Written request >> Reproduce all the lines exactly as they stand, apart from the pictures.

Named-object pointing records:
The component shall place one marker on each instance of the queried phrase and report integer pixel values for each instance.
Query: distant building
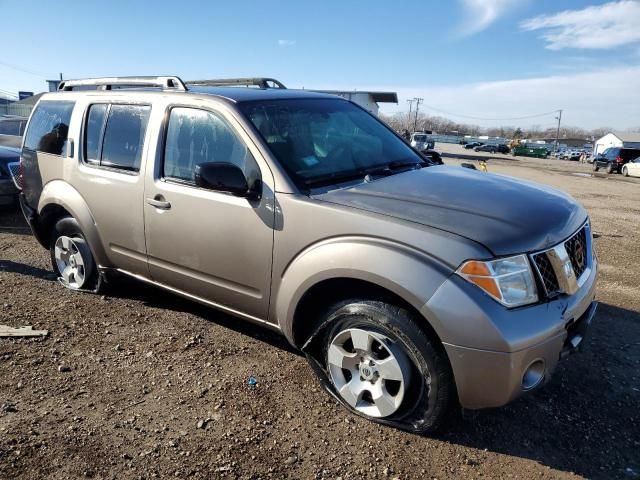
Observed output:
(367, 100)
(616, 139)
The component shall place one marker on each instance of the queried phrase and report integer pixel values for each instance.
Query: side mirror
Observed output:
(225, 177)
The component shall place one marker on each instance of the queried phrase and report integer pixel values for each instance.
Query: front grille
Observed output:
(547, 275)
(576, 248)
(548, 265)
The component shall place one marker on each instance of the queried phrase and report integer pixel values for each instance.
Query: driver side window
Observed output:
(197, 136)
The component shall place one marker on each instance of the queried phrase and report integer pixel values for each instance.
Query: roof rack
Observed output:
(107, 83)
(262, 82)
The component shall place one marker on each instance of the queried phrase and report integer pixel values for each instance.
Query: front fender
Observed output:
(409, 273)
(59, 192)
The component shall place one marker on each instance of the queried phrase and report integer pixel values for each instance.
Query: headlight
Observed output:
(508, 280)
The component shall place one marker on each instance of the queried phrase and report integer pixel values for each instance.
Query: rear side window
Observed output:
(628, 154)
(114, 135)
(49, 127)
(10, 127)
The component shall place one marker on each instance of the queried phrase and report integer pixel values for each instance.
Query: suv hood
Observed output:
(506, 215)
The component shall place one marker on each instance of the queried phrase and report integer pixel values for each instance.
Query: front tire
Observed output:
(71, 256)
(384, 367)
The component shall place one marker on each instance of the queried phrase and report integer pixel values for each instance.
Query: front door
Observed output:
(209, 244)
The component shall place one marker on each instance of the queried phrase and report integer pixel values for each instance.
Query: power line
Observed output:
(524, 117)
(23, 70)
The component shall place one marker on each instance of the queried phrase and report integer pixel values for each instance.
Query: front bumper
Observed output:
(490, 348)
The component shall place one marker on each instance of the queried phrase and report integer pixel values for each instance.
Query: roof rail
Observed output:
(107, 83)
(262, 82)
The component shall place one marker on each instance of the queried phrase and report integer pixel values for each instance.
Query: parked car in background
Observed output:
(574, 155)
(10, 125)
(632, 168)
(492, 148)
(612, 159)
(421, 141)
(11, 130)
(411, 288)
(9, 160)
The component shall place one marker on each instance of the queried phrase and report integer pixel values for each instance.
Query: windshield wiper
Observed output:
(392, 167)
(335, 177)
(384, 169)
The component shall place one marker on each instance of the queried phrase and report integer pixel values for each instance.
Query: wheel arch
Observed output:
(345, 268)
(59, 199)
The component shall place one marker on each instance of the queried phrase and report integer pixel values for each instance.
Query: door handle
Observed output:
(159, 202)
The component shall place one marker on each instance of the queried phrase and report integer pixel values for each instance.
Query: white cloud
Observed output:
(479, 14)
(602, 26)
(608, 97)
(286, 43)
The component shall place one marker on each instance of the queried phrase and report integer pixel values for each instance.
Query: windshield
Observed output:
(325, 138)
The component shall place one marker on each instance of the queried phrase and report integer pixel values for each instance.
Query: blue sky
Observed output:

Solution to the problem >>
The component shall place one marker on each instance of the queried phrase and report integer pixel values for each instance.
Query: distant building
Observed output:
(367, 100)
(616, 139)
The component shall place one marker on each instance of the queried phrase and report integer pixel values for each instance.
Query: side mirror
Observed output:
(225, 177)
The component shall place one marker on each instance of the queried phrase and report integer pixel values for each instance.
Query: front grille
Observed output:
(547, 275)
(576, 248)
(548, 265)
The component shall place one marker on each instance of the queried phrase and report integer pixel values for each instance.
Query: driver side window
Observed output:
(197, 136)
The component shall place one marker on each instance of the queried phrase and report integer pixel values for each instance.
Query: roof rack
Observed output:
(107, 83)
(262, 82)
The component shall place one marker on each instance of the queried phrase and report integer pixel values for each instance.
Query: front fender
Observed output:
(409, 273)
(59, 192)
The component shall place one marker on each instance of the queried phrase and report integer pixel values for each instance.
Query: headlight
Observed output:
(508, 280)
The component shall place one marker on each instance of the queried phrase and report integer pixel values for each instance.
Query: rear side window
Observed output:
(628, 154)
(114, 135)
(49, 127)
(10, 127)
The component shall place one marker on each instance of the queried phrase and report integer pixel values for each instance.
Query: suv hood
Observed output:
(506, 215)
The component shall place one marker on each instance of the queried phrase and report integer pixel values for each instance.
Query: front tire
Observed output:
(71, 256)
(384, 367)
The component shall place one marker on each instance of the queried phrase and report integer pixel values for each instance.
Query: front door
Observed output:
(209, 244)
The component shall place one marker on each instance of the queried phrase and report integer pixel values for each instance.
Query: power line
Observed output:
(524, 117)
(23, 70)
The component shall place one marker on each instance of the queried phrase and report integer pixel values for each instance.
Query: front bumper
Observed output:
(490, 348)
The component shall place one marker on each instance of the queried phrase and report integer pixel values for each instance.
Query: roof rail
Observed output:
(107, 83)
(262, 82)
The component shall place one marker on each instance of the queried phrase and report integer pixel values for each instance.
Query: parked car in background
Observed output:
(574, 155)
(10, 125)
(632, 168)
(492, 148)
(612, 159)
(421, 141)
(11, 130)
(411, 288)
(9, 160)
The component shall place one marker on each instance of the queried phrase and report integer pixel values for each instance.
Query: windshield wiper
Observed output:
(392, 167)
(335, 177)
(384, 169)
The component shall place one marker on each instance of the queried phrase and report integer pixel values for each instance.
Query: wheel arch
Observed output:
(345, 268)
(59, 199)
The component shall place one marker on each instance of the queried phrase and report integer pixel values for each instance.
Query: door handle
Observed output:
(159, 202)
The component shall place one marker on each instance of the queried phrase and report integer pixel values for each instance.
Query: white cloud
Observed output:
(479, 14)
(602, 26)
(608, 97)
(286, 43)
The component shall place one marker on each instance of the queried phrase and report integer pixel values for each instance.
Query: windshield
Observed output:
(325, 138)
The component shall place one marker on each instance of the queried phrase and report integer pixel values for each instance.
Query: blue sky
Observed output:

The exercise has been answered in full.